Should Personal Genomics Be Regulated?

I read recently about the cease and desist letters sent to 23andme and other personal genomics companies selling tests directly to consumers. 23andme has responded, saying that they agree with the ultimate need for regulation, but that harnessing the consumer internet for personal genomics is a really valuable scientific tool.

I have to say I find myself doubtful about the urgency of this regulatory move. It smacks more of the hand of the AMA, an entrenched industry trying to make sure that the new tools of genetic testing remain under the thumb of doctors, than of true consumer protection. You have only to walk into Whole Foods to encounter a multi-billion dollar industry of supplements making all kinds of dubious health claims, which is completely unregulated. Why pick on personalized medicine, which has way more substance, and at least so far, way more care in the types of claims it makes?

I’m a happy 23andme customer, and it’s hard for me to see how the information they provide consists in any way of medical advice that should be subject to regulation. They are very clear to mark the scientific status of any genetic studies they report on, and never begin to presume to diagnostics. In many ways, the service is a kind of “RSS for the genome,” feeding you the results of the latest scientific studies that might be relevant to you. You can find these same studies simply by googling for them. 23andme simply says “this might be relevant” using data that you’ve provided about yourself via your genetic sample.

The benefits of what companies like 23andme are doing is enormous. Once you understand even a tiny bit about how genes affect our response to drugs, you realize just how flawed many clinical studies are. If people have different genetically programmed response to drugs, what is the right dosage? Is the drug effective? (What if it’s 100% effective for 3% of the population, due to their genetics, while it’s completely ineffective for the rest. Would we ever know?)

▸ **Record excerpts**:
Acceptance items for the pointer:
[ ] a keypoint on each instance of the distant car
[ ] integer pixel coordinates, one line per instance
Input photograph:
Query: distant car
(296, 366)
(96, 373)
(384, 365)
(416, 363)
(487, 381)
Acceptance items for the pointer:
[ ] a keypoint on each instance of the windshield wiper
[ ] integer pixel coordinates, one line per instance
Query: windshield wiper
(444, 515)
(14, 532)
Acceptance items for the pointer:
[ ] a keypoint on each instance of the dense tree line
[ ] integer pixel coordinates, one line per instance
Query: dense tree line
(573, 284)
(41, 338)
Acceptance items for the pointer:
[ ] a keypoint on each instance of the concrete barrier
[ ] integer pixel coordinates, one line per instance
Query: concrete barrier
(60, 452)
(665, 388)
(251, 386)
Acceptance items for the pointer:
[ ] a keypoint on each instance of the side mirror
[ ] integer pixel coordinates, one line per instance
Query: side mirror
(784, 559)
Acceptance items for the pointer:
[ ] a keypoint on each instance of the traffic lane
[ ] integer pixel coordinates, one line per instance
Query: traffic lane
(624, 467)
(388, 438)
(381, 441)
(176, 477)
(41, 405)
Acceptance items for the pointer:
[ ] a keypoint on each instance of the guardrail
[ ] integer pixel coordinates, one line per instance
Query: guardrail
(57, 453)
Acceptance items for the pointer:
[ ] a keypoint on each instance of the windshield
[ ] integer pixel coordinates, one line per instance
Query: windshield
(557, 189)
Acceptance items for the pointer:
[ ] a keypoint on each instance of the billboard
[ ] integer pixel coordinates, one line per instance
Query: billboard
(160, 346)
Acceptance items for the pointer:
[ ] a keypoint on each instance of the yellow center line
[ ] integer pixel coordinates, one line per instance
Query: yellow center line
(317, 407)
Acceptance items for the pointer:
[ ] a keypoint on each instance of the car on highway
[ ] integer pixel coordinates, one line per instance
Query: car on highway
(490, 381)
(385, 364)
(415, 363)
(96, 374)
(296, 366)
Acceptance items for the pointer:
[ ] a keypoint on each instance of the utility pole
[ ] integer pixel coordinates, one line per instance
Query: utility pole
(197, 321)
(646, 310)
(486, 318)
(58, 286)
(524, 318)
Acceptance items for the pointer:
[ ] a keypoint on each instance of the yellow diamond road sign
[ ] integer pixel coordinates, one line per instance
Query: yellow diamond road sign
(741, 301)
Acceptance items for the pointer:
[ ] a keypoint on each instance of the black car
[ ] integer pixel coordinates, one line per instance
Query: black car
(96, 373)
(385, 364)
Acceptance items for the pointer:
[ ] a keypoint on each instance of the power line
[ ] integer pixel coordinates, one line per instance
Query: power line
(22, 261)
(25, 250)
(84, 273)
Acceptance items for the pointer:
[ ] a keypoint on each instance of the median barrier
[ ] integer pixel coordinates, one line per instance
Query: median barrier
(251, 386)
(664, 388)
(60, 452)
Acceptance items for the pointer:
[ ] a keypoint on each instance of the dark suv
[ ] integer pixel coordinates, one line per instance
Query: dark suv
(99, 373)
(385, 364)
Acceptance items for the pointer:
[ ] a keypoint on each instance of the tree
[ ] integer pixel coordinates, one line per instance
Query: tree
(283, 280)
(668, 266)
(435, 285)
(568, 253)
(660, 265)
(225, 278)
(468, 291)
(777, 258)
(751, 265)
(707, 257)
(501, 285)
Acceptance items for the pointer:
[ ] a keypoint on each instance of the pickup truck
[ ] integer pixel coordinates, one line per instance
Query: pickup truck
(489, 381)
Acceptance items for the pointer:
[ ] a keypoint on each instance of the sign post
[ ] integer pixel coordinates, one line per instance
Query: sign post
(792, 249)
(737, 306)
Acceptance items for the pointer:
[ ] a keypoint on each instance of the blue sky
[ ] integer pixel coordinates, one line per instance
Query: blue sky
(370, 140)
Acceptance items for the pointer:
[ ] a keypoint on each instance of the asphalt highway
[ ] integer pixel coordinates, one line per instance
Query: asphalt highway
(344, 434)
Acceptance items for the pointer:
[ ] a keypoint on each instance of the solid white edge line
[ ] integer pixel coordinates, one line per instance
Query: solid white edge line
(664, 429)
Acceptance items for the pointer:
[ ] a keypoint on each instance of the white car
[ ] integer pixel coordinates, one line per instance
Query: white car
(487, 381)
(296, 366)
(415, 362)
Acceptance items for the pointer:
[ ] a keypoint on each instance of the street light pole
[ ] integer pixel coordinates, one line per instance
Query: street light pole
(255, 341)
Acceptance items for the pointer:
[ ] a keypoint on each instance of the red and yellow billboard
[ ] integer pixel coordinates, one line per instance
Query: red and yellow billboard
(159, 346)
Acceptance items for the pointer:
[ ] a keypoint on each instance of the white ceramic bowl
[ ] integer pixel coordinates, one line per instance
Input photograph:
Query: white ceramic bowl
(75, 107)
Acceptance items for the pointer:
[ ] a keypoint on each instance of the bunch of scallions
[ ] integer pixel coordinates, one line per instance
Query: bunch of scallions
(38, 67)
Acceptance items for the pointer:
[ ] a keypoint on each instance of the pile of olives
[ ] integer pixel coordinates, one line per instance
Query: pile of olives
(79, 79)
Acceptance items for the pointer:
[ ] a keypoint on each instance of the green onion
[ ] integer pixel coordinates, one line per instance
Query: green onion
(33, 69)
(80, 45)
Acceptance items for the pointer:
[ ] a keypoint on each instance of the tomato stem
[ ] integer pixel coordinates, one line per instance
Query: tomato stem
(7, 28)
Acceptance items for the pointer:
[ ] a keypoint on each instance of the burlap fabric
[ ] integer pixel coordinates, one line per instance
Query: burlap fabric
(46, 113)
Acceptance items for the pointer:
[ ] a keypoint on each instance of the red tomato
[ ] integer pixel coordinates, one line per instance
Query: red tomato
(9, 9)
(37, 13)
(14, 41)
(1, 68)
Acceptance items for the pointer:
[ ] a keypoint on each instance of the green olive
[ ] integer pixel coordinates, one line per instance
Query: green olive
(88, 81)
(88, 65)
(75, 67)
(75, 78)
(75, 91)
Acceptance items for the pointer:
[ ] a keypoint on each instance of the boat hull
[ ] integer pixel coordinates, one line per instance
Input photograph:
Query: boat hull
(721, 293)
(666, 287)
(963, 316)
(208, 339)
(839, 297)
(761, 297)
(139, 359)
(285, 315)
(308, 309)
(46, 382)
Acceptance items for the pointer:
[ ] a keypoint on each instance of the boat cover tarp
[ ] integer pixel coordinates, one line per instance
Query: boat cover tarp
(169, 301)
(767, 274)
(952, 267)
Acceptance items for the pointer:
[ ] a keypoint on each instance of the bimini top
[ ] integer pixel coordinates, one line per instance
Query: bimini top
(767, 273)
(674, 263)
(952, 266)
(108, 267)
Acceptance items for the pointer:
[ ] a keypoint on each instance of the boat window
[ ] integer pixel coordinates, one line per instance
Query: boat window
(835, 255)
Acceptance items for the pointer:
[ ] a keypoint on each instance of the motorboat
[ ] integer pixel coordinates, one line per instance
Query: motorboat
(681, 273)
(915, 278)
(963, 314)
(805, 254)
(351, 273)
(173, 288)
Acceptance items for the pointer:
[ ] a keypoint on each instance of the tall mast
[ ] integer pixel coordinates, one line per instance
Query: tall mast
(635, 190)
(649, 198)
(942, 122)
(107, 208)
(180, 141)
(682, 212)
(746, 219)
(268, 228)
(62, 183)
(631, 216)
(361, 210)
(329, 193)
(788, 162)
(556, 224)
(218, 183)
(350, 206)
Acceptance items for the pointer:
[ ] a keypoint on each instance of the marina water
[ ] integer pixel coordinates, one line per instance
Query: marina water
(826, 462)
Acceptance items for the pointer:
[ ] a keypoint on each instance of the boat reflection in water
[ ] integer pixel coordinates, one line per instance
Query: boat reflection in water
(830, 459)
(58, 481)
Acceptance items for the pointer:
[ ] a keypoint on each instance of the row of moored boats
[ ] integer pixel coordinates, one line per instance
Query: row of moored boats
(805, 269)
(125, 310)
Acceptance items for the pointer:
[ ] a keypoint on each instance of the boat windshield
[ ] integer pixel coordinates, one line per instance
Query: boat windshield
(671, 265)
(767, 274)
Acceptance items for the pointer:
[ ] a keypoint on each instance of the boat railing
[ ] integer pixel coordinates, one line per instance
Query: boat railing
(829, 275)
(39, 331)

▸ **What is required**: Continue the post on regulating personal genomics, starting right after its last paragraph.

▸ **Written response**:
Ideally, every clinical study going forward would have a genetic screening component. And new studies should be done on old treatments to correlate their effectiveness with genetic data. But that’s hugely expensive.

23andme (and presumably other similar services) have come up with a very clever hack that will vastly increase the available store of genetic information that can be used to cross check various medical studies. They recruit a large population of those who are merely curious. But once that genotype data is available, they can begin to do surveys of their user population to gather corresponding phenotype data. (That is, matching genetic data with observable characteristics.)

This will be a boon to science. As Linda Avey, one of the founders, wrote on the 23andme blog:

Our first mission is to enable personal access to genetic information and provide a look, through the prism of an individual’s genome, at the flood of research discoveries being published. Our longer-term goal is to utilize a web-based platform that gives individuals the ability to share details related to their personal traits-including diseases they have and how they respond to therapies-uniformly layered on their genetic profiles to start building the evidence needed to drive targeted diagnoses and treatments.

I hope that regulators will seize the opportunity provided by the consumer internet to open up the frontier of personalized medicine. This is our data, the most personal data we have. I don’t see why it should be forced into the straight-jacket of the 20th century medical industry. We tried that with music, and what did that get us?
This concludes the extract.